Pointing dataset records

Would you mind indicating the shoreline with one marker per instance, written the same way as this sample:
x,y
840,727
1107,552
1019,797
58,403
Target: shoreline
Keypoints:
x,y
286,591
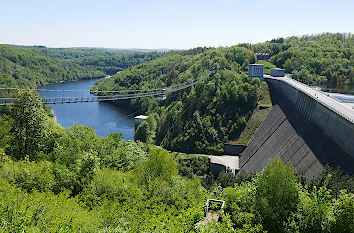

[What to produce] Reproduce every line of the records above verbatim, leaving out the pictures.

[Full solution]
Would you mind indicating the shoreline with one marker per instance, written the same way as this sample:
x,y
840,727
1107,552
1019,797
58,403
Target: shoreline
Keypoints:
x,y
286,591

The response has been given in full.